AIM OF THE TASK> Each entry below is to be extracted exactly.

DATA SUPPLIED>
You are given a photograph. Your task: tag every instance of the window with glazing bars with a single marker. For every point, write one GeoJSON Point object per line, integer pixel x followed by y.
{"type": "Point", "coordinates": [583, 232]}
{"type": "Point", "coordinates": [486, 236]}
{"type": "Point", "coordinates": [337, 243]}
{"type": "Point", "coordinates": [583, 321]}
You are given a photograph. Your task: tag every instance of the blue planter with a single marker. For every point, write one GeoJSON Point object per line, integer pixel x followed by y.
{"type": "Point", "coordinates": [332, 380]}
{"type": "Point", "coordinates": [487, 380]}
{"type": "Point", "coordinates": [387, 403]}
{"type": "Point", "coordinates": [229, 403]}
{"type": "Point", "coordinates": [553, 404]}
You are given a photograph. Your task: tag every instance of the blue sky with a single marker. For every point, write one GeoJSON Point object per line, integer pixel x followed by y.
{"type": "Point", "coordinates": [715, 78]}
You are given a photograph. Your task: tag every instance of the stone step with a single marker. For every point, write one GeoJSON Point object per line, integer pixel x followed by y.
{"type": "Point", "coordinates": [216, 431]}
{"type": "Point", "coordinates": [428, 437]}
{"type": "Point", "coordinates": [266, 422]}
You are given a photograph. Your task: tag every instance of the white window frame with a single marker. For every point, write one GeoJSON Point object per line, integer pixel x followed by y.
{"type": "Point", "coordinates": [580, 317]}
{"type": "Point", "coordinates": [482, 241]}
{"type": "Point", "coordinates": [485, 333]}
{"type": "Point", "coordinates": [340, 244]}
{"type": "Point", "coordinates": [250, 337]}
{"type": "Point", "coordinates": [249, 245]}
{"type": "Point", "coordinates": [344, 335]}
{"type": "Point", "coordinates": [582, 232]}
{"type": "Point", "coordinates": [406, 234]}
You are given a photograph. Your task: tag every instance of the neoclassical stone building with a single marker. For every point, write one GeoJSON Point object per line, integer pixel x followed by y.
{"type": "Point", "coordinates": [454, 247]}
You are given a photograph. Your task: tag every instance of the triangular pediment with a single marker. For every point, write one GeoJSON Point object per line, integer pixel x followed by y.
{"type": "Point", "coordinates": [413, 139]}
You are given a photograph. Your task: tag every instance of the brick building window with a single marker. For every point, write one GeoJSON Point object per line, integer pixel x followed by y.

THE RESULT>
You are given a photograph. Your task: tag every instance of the window with glazing bars with a single marker. For every point, write one GeoJSON Point object per line, integer pixel x followed by y.
{"type": "Point", "coordinates": [583, 232]}
{"type": "Point", "coordinates": [486, 236]}
{"type": "Point", "coordinates": [337, 243]}
{"type": "Point", "coordinates": [583, 321]}
You are given a photograph. Your task: tag every instance of the blue planter with a single marker. For every point, write one GeoJSON Point object per line, integer pixel x followed by y.
{"type": "Point", "coordinates": [332, 380]}
{"type": "Point", "coordinates": [487, 380]}
{"type": "Point", "coordinates": [387, 403]}
{"type": "Point", "coordinates": [229, 403]}
{"type": "Point", "coordinates": [553, 404]}
You are given a photograph. Your task: tag every instance of the blue sky with a single marker. For every point, write one GeoJSON Point object per line, integer pixel x followed by y.
{"type": "Point", "coordinates": [715, 78]}
You are given a photograph. Your task: tag every instance of the stone step with a single marker. For every point, write one GeoJSON Point object per line, integer pixel x followed by y.
{"type": "Point", "coordinates": [216, 431]}
{"type": "Point", "coordinates": [428, 437]}
{"type": "Point", "coordinates": [266, 422]}
You are given a photograph. Your task: tag every instance of the white window frame with a single marker. For every point, write one GeoJSON Point object per line, integer pixel x followed by y.
{"type": "Point", "coordinates": [580, 317]}
{"type": "Point", "coordinates": [482, 241]}
{"type": "Point", "coordinates": [485, 333]}
{"type": "Point", "coordinates": [340, 244]}
{"type": "Point", "coordinates": [250, 337]}
{"type": "Point", "coordinates": [249, 245]}
{"type": "Point", "coordinates": [344, 335]}
{"type": "Point", "coordinates": [582, 232]}
{"type": "Point", "coordinates": [406, 234]}
You are given a photograph. Your task: tag every instance of the neoclassical stone building with a single marker. For every point, write one GeoJSON Point object per line, integer pixel x followed by y.
{"type": "Point", "coordinates": [454, 247]}
You are given a photograph. Your task: tag every instance of the triangular pediment with a single marker. For every point, write one GeoJSON Point object per line, integer pixel x followed by y.
{"type": "Point", "coordinates": [413, 139]}
You are given a photograph. Your task: tag every instance of the brick building window with a single marker. For every point, write one GeoJSON Point object per line, integer pixel x followed by y.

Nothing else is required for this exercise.